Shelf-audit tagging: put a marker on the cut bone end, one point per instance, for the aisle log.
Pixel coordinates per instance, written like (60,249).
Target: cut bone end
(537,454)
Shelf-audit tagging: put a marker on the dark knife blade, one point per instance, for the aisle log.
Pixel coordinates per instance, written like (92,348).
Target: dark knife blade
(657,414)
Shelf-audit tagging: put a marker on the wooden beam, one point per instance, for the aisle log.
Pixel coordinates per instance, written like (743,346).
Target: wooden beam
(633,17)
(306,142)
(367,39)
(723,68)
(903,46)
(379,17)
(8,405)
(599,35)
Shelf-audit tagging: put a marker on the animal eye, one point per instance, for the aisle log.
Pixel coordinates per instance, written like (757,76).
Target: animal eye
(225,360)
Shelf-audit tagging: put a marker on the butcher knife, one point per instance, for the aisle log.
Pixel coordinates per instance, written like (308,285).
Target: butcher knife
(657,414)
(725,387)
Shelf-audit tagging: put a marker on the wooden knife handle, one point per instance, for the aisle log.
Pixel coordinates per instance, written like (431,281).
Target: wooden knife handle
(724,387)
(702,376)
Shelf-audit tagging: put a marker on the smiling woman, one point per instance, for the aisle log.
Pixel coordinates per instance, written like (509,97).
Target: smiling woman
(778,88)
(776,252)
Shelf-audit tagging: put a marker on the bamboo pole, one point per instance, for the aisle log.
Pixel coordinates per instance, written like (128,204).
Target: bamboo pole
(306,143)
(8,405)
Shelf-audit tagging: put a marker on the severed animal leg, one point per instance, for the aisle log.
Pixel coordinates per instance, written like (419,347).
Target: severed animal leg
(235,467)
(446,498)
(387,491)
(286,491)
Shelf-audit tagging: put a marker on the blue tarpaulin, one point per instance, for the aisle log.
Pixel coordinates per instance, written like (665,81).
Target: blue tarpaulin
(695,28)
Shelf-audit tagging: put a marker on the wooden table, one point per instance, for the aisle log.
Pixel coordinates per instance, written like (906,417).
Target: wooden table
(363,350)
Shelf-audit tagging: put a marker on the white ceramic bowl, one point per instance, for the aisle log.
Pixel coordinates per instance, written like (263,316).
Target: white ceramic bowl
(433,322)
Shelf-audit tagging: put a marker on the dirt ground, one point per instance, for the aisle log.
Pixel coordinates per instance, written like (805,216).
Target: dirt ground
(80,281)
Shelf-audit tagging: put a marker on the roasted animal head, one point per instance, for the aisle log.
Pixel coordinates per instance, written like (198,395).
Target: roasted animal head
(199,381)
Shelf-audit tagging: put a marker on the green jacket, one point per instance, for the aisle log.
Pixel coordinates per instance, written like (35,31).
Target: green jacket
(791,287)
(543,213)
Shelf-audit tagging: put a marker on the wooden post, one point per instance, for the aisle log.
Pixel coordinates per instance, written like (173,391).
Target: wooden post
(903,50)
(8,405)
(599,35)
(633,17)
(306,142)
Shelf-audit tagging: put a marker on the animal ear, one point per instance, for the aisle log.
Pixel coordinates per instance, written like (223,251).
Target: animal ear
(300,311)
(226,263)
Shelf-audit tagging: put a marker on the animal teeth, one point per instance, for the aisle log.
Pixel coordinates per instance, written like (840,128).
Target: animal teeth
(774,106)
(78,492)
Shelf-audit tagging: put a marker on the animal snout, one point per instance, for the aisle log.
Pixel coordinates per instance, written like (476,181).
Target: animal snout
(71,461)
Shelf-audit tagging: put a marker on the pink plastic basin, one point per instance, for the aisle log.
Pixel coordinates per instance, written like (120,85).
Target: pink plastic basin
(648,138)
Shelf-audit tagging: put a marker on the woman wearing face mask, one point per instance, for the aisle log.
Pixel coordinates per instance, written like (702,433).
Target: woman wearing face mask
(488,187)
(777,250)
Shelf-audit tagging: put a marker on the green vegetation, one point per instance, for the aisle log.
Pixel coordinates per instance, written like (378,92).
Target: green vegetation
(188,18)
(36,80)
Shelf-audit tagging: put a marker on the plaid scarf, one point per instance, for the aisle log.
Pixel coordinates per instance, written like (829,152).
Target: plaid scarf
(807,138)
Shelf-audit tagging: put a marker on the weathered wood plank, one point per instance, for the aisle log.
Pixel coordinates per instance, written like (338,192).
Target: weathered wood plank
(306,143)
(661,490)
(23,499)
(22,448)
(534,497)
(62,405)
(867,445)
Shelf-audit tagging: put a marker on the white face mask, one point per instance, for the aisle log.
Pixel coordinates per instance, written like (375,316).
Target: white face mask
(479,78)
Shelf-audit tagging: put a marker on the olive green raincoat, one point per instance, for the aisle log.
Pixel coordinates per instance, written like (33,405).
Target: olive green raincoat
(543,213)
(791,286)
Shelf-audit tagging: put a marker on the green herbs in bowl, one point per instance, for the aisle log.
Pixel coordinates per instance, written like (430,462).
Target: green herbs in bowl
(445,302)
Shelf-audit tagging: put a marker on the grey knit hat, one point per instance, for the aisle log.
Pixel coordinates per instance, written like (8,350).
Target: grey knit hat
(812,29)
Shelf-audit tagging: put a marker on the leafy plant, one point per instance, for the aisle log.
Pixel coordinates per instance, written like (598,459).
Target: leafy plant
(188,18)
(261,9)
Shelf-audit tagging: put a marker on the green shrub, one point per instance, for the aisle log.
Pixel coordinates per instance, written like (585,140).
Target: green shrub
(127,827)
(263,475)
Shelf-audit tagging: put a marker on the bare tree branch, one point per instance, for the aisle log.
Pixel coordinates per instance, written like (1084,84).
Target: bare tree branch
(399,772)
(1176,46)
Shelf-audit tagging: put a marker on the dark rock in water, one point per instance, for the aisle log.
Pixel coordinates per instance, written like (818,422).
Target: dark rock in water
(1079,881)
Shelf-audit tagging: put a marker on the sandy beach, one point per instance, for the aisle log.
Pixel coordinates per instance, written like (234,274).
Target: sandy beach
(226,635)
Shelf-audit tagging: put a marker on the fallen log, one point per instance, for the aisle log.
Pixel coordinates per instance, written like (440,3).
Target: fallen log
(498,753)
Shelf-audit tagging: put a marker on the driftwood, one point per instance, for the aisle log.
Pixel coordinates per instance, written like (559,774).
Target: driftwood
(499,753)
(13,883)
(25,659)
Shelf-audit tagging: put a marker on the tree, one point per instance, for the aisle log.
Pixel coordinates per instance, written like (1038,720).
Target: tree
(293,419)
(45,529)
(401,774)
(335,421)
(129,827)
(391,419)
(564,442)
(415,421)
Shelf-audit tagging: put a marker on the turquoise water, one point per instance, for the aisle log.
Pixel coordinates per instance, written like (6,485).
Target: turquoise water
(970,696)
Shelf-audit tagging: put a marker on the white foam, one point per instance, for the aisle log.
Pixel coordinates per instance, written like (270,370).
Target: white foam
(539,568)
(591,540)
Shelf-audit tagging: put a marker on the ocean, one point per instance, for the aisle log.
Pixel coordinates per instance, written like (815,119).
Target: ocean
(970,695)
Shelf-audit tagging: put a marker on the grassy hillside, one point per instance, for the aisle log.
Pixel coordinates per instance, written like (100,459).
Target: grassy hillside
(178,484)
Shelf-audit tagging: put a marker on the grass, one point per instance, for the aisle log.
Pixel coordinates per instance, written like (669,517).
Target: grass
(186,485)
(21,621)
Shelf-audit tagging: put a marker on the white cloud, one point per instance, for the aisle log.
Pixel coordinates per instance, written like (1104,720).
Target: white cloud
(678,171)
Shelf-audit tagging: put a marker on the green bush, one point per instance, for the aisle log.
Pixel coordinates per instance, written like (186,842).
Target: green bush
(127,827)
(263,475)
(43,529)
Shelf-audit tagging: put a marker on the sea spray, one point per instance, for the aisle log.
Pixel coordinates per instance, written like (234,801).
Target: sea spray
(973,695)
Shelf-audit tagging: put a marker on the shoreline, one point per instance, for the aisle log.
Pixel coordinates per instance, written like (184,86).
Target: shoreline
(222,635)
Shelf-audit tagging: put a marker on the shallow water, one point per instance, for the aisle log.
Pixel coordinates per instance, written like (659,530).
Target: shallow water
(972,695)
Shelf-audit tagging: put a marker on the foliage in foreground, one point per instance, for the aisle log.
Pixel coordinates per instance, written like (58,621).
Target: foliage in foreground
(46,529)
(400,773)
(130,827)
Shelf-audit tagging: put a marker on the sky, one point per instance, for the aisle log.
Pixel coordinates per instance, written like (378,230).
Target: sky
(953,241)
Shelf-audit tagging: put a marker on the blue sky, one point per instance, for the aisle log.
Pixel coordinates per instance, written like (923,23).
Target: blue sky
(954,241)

_ _ _ _ _

▶ **INSTRUCCIÓN**
Copia íntegras las líneas de los registros desde la que contiene "Shelf-audit tagging: put a marker on the blue sky, one" hasta el final, ambas incluidas, y suma -89 a cada número de las coordenadas anotadas como respuesta, sin cambiar nada más.

▶ **RESPUESTA DEL EJERCICIO**
Shelf-audit tagging: put a marker on the blue sky, one point per instance, for the aisle log.
Pixel coordinates per instance, written like (923,23).
Target: blue sky
(865,152)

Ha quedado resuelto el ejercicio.